CHALLENGE 1> Using the Lakers game recap, decide whether each statement below agrees with the text, answering yes or no and quoting the deciding words: (a) Gasol scored 6 points in the first period; (b) the starters did most of the damage in the second quarter; (c) the Lakers led by 18 at the end of the half.
CHALLENGE 2> According to the Lakers game recap, how much time was left in the half when the starters returned to the game?

DOCUMENT TEXT>
- - - -

This game started out the way that you would think when one of the best teams in the league plays one of the worst.  The Lakers took control early and did so on the strength of Pau Gasol’s post game and the scoring of Ron Artest and Shannon Brown.  In the first period, Gasol scored 6 points on a couple of nice mid range jumpers while Artest and Brown showed off their outside shooting when each knocked down a three pointer.

But the game really turned for the Lakers in the 2nd quarter.  In the second twelve minutes the Lakers would blow this game open with a 31 point quarter while holding the ‘Wolves to only 17.  The Lakers forced turnover after turnover and turned Minnesota’s miscues into easy baskets and nice cushion.  Surprisingly, it was the bench that did most of the damage as Farmar, Sasha, and Mbenga led the charge.  The aggressiveness that defines Farmar’s game finally returned as he was active in the open court and confident with his outside shot.  And Sasha too seemed to have regained some of his lost swagger as he was knocking down outside shots, pestering players on defense with solid perimeter D and timely digs on post players, and capably initiating our sets when Farmar played off the ball.  And then there was DJ.  ‘Congo Cash’ hustled on the glass, contested shots in the paint, and got interior buckets and tip ins when the defense got caught looking (all to the tune of a new career high of 11 points).  Really, it was nice to see our bench have productive stint – especially on the second night of a back to back.  By the time the starters came back into the game with a little under 6 minutes left in the half, the lead had reached double digits and the starters would then pile on and push the margin to 18 as the half closed.

- - - -

STORED DATA>
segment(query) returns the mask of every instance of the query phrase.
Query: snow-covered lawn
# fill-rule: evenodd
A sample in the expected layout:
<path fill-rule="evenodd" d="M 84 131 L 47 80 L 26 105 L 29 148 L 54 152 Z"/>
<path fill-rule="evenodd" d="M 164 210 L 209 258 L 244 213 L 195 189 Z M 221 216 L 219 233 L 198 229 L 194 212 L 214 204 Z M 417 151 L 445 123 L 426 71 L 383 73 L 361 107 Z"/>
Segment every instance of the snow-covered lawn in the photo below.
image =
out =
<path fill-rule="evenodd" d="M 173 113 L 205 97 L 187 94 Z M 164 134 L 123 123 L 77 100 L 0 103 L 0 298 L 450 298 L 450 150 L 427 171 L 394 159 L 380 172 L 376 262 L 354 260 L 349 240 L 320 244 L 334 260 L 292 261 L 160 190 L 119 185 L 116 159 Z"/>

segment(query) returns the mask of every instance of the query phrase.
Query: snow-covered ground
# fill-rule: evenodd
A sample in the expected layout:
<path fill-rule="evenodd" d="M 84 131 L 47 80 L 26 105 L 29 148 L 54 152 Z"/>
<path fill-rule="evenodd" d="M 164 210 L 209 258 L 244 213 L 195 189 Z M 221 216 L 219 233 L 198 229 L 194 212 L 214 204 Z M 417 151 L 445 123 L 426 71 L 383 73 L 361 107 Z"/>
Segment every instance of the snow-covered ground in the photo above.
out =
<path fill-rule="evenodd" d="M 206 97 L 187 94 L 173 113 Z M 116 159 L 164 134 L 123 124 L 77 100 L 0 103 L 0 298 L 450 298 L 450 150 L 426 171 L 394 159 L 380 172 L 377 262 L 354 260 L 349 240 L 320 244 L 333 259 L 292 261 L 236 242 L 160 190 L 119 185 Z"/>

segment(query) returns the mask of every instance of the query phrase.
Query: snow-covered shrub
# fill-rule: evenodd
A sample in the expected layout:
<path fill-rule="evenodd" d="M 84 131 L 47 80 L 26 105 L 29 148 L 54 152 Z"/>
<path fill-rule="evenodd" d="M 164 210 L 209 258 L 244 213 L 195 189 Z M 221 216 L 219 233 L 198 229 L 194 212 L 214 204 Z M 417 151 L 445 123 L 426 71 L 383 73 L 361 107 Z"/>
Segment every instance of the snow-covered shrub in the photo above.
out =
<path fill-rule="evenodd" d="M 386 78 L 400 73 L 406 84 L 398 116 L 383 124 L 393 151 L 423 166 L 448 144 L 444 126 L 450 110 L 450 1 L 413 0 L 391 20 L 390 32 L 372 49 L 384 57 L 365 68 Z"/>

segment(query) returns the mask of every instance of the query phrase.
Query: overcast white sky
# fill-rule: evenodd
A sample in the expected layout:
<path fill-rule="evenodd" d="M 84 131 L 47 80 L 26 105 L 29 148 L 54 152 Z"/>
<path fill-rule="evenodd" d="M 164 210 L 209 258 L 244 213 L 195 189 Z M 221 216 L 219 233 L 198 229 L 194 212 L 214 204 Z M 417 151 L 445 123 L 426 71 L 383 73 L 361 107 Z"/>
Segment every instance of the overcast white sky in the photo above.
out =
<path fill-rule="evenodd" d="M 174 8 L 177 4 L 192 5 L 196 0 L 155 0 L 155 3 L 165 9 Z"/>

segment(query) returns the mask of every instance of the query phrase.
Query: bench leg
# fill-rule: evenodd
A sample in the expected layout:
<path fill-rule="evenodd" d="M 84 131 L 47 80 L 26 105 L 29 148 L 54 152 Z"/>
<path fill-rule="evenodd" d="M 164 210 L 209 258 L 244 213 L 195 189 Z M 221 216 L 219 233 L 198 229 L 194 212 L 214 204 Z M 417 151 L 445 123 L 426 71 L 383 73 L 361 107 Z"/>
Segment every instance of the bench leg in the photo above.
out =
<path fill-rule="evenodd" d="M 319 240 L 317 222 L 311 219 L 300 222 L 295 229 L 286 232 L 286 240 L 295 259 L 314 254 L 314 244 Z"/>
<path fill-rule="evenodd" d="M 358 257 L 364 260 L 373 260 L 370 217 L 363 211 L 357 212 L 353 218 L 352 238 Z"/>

- - - -

FULL RESPONSE 1>
(a) Yes: "Gasol scored 6 points on a couple of nice mid range jumpers"
(b) No: "it was the bench that did most of the damage"
(c) Yes: "push the margin to 18 as the half closed"

FULL RESPONSE 2> A little under 6 minutes.